* [Task details] Within the entries below, find the portion that opens with the line containing "target | glass window" and closes with the line containing "target | person holding camera". Retype that portion exactly and only.

* [Exercise materials]
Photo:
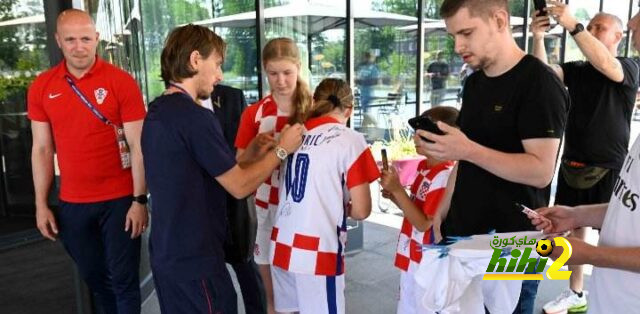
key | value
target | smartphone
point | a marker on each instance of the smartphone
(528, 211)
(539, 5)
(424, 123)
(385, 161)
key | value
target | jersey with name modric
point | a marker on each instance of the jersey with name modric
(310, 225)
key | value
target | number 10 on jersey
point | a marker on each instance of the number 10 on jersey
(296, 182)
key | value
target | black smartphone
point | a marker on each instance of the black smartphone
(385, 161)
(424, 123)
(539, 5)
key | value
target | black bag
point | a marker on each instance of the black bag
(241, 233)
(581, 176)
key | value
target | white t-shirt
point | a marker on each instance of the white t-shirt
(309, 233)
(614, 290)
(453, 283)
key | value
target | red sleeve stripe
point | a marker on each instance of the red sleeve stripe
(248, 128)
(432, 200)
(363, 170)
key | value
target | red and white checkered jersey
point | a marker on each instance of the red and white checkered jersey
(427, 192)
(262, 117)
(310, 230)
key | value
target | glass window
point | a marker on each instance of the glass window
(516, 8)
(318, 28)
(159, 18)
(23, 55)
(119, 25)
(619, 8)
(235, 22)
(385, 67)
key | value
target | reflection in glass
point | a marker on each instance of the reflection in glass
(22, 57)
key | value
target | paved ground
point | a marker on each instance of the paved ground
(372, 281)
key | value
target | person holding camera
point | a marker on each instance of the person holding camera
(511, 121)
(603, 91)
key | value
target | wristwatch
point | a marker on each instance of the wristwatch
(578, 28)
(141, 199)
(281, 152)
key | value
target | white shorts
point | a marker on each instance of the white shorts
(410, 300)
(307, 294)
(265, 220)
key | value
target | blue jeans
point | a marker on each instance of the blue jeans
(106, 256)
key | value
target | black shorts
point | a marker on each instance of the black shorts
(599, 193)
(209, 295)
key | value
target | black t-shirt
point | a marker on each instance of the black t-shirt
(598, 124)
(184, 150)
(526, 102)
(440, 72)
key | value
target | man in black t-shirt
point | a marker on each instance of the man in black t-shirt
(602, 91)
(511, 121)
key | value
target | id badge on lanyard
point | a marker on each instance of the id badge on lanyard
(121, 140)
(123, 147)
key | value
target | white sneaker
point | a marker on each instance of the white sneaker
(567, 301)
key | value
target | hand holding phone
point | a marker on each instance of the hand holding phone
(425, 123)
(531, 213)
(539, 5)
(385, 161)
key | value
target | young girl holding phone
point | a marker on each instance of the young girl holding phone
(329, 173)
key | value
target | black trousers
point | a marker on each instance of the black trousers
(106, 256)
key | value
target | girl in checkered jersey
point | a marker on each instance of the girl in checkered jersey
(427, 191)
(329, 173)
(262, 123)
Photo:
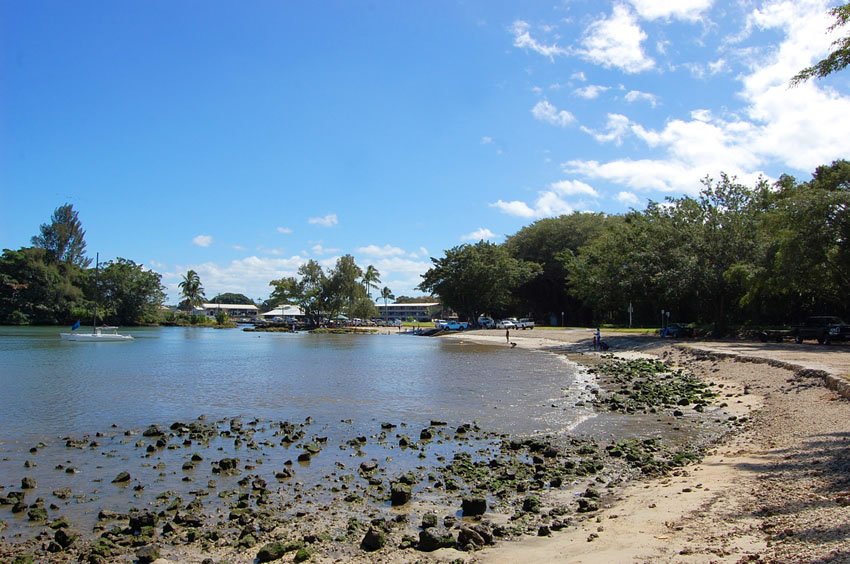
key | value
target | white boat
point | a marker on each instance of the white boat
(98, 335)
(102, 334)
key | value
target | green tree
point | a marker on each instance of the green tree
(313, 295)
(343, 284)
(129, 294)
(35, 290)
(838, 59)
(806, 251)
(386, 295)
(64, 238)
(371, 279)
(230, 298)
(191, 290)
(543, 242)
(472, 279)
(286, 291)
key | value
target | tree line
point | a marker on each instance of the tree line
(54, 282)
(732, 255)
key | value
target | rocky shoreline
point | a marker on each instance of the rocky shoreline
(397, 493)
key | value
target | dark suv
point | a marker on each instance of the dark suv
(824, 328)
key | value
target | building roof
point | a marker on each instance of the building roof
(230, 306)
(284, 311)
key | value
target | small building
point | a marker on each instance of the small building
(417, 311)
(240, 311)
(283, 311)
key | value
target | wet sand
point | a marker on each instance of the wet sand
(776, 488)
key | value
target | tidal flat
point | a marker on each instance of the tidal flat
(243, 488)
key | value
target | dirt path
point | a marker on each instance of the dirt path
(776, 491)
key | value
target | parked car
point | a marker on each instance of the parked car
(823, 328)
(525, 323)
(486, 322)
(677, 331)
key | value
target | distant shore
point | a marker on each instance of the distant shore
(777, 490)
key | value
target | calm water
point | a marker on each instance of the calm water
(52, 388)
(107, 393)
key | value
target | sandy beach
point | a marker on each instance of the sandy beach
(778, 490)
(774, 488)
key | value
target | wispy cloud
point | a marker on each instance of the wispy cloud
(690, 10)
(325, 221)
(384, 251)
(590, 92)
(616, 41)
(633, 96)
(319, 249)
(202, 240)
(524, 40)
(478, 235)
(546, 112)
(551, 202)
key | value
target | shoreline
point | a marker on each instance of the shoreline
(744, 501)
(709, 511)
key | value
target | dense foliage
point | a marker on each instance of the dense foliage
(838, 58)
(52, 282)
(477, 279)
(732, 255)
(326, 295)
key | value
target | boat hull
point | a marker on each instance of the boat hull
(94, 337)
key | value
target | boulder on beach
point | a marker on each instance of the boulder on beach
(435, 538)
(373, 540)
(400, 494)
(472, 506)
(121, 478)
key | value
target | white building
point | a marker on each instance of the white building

* [Result]
target | glass window
point | a marker on each instance of the glass window
(516, 8)
(318, 28)
(159, 18)
(23, 55)
(119, 25)
(619, 8)
(235, 22)
(385, 67)
key | value
target | reflection in glass
point | a marker on each instance of the reflection in glass
(22, 57)
key | value
target | paved ground
point | a marker on each instance of the paved ground
(372, 281)
key | value
target | person holding camera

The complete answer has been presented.